--- Required task ---
Every line of the material that follows must be printed again exactly.

--- Data listing ---
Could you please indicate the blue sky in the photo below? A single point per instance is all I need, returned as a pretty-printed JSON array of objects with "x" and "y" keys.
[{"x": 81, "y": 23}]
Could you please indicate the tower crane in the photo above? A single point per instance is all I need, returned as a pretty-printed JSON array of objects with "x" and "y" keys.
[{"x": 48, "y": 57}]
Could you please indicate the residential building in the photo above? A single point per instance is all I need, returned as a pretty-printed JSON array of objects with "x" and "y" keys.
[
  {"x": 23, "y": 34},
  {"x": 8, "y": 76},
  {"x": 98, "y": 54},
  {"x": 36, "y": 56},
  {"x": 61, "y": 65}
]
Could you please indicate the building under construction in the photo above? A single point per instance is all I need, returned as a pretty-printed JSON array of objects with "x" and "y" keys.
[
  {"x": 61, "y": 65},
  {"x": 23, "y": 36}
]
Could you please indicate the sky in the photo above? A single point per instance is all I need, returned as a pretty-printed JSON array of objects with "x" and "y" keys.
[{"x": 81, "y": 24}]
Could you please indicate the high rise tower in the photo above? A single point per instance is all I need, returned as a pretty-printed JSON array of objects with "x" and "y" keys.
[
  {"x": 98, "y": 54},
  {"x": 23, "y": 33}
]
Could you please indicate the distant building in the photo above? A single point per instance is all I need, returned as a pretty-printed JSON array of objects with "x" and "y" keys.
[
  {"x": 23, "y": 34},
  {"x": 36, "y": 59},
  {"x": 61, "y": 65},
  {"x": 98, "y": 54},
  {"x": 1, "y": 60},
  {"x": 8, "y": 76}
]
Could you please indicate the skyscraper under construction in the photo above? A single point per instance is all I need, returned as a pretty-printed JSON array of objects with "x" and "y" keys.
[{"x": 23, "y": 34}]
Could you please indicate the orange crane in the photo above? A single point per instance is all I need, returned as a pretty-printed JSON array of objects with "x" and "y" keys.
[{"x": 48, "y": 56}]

--- Exercise answer ---
Could you please indicate the blue sky in the photo below? A single point per instance is all I need, returned as a pretty-printed JSON array of objects with "x" and "y" keys.
[{"x": 81, "y": 23}]
Could you please indicate the tower crane in the photo above? A single point per instance is all I need, returned as a pretty-printed JSON array of objects with "x" and "y" keys.
[{"x": 48, "y": 57}]
Could you please indicate the residential building in the photo above? A single point per instance is all I need, returned as a pretty-printed JSON array of objects with "x" and "y" keys.
[
  {"x": 23, "y": 34},
  {"x": 8, "y": 76},
  {"x": 98, "y": 54},
  {"x": 36, "y": 56},
  {"x": 61, "y": 65}
]
Could you please indicate the building under construction in the photo above? A single point per instance is all I need, returned as a pretty-printed JSON array of objects with "x" and "y" keys.
[
  {"x": 61, "y": 65},
  {"x": 23, "y": 36}
]
Could you please indicate the sky in the photo above? A single point per instance is all I need, returned as a pretty-printed JSON array of objects with "x" and "y" keys.
[{"x": 81, "y": 24}]
Could you please indicate the high rise tower in the photo above? A single point per instance is all I need, returned as a pretty-printed JSON array of objects with "x" and "y" keys.
[
  {"x": 98, "y": 54},
  {"x": 23, "y": 33}
]
Could you please indicate the distant building in the photo above? A single point per instance is all I need, returned as a pretty-printed JSON array of objects with "x" and "y" keys.
[
  {"x": 23, "y": 34},
  {"x": 36, "y": 59},
  {"x": 61, "y": 65},
  {"x": 98, "y": 54},
  {"x": 1, "y": 60},
  {"x": 8, "y": 76}
]
Could you please indicate the skyscraper under construction in the photo above? A single point per instance is all I need, returned as a pretty-printed JSON array of objects with "x" and "y" keys.
[{"x": 23, "y": 34}]
Could you please indicate the orange crane in the photo above? A single point per instance is all I need, returned as a pretty-printed JSON array of objects with "x" and "y" keys.
[{"x": 48, "y": 56}]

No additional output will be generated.